§ Stated exercise: Pick out each line below that contains the string "grass" and copy it. Case counts.

Begin Items

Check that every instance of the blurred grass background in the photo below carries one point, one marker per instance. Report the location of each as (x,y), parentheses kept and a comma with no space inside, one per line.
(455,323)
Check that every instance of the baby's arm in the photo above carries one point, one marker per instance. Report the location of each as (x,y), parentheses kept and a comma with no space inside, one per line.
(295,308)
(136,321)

End Items
Begin Items

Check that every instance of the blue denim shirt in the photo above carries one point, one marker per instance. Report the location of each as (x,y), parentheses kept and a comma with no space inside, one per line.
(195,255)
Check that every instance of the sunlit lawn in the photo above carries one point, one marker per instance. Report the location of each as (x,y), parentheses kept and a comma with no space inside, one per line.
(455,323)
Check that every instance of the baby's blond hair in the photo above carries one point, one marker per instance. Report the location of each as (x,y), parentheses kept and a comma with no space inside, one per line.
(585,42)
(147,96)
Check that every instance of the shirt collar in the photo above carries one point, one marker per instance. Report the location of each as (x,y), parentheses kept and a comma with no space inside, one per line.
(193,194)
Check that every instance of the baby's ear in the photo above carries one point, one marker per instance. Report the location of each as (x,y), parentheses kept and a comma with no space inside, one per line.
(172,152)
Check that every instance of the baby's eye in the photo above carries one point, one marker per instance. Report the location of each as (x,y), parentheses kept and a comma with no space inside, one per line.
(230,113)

End Items

§ Solved exercise:
Check that every instance of the blurred grass background in the photo below carries one point, one marker per instance. Report the location of each as (x,y), parentheses kept and a comma with no space inside, one per line.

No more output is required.